### Problems to work on
A) From the essay on moralism below, extract everything from "Moralistic preachers have" down to "a strange phenomenon.".
B) Continue the essay on moralism below from where it stops.

The Moral Charade
It is the ambition of some to be recognized as “a godly man” or “a godly woman.” Faith in the achievement of moral excellence for one’s self only causes the godly moralist to call men to virtue. He imagines he is a moral leader among immoral men.
Moralistic preachers have a high view of man (especially themselves!), which means they have a distorted view of God. They see and acknowledge human potential. They encourage others to take pride in who they are and what they do. Often, there is a longing for “the good ole days.” Somehow culture, society, and the nation were all morally better back then. A student of history knows better; therefore, “glory days” is a strange phenomenon.
The Bible corrects our fleshly penchant for moralism. It does this by exposing its reader to the standard of God’s Law (Ex 20; Dt 5). Confronted with non-compliance (Rom 3:23; 1 Jn 3:4), the student of the Law is either defeated or reasserts her efforts to try harder. It is far better to concede defeat, than to double one’s efforts to become more obedient to God, or resolve to become a better citizen.
Sinful flesh hates defeat. The fear of being recognized as a failure compels most people back onto the treadmill of endless attempts “to be a better me.” In this, the pursuit of moral excellence is therapeutic. Putting on the show of being a godly man or woman makes religious people feel better about themselves.
What is actually happening is a swelling up of pride. Men think more highly of themselves than they ought (Rom 12:3), especially if their endeavor for virtue finds a bit of success. They put confidence in the flesh (Phil 3:3). Man looks at the outward appearance (1 Sam 16:7), and if the religionist is a good projector of moral virtue, then public recognition comes from others.
Politicians are very good at this moral grand-standing. They pretend they care about all that is good, right, and just. Meanwhile, many of them are lining their pockets, as a result of the power afforded them by their positions.

Records drawn from a dataset
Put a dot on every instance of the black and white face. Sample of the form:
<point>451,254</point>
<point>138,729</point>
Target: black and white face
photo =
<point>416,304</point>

--

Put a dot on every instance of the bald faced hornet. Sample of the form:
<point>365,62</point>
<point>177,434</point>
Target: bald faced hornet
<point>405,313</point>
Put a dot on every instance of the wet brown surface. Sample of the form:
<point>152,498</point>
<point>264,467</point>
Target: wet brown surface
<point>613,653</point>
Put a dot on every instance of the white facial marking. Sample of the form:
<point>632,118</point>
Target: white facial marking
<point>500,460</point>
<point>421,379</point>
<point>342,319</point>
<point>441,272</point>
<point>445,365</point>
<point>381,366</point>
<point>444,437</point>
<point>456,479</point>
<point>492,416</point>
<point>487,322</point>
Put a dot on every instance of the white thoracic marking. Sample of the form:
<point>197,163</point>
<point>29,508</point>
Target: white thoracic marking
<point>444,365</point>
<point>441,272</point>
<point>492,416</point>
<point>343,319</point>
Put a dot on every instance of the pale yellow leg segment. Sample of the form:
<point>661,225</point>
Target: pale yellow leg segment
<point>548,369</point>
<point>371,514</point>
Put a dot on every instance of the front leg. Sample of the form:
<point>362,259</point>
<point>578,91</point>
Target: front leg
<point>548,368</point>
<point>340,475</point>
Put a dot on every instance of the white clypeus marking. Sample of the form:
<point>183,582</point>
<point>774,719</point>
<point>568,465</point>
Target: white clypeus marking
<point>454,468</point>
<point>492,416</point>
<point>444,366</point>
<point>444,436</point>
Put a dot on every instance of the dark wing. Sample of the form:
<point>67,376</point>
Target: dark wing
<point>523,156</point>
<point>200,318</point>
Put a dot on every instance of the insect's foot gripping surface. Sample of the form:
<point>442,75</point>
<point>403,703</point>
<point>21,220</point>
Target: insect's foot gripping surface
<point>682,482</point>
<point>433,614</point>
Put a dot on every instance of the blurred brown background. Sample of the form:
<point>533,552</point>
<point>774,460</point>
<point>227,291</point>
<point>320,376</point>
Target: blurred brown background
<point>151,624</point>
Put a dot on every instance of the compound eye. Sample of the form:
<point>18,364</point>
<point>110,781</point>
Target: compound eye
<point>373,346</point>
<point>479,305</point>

### Task responses
A)
Moralistic preachers have a high view of man (especially themselves!), which means they have a distorted view of God. They see and acknowledge human potential. They encourage others to take pride in who they are and what they do. Often, there is a longing for “the good ole days.” Somehow culture, society, and the nation were all morally better back then. A student of history knows better; therefore, “glory days” is a strange phenomenon.

B)
Preachers are also notorious for putting on their Sunday best and espousing moral living. They write books about the disciplines that made them moral giants. Christians separate themselves from their money to buy the next copy of “7 Habits of Highly Moral Christians.”
Our challenge is to expose the immorality of pushing morality (Eph 5:11). First, morality is not evil in itself. Immorality is evil. Therefore, it is confusing when one comes along and condemns the promotion of moralism. The problem is that virtues are not the way of salvation.
People love moral religion. They do not question promulgation of moral virtues. It might surprise you to know that the devil loves morality and religion, as much as he loves immorality and atheism. The devil cheers on the libertine and also celebrates the conservative legalist.
Calling on culture, society, or a nation to stiffen up and become virtuous (again) is a false gospel. This is why there is little or no resistance. A case example is Oswald Chambers’ “character counts” teaching that was fully stripped of Christ and ripped from its roots in Christian teaching. It has been employed by secular education, as a teaching and learning emphasis.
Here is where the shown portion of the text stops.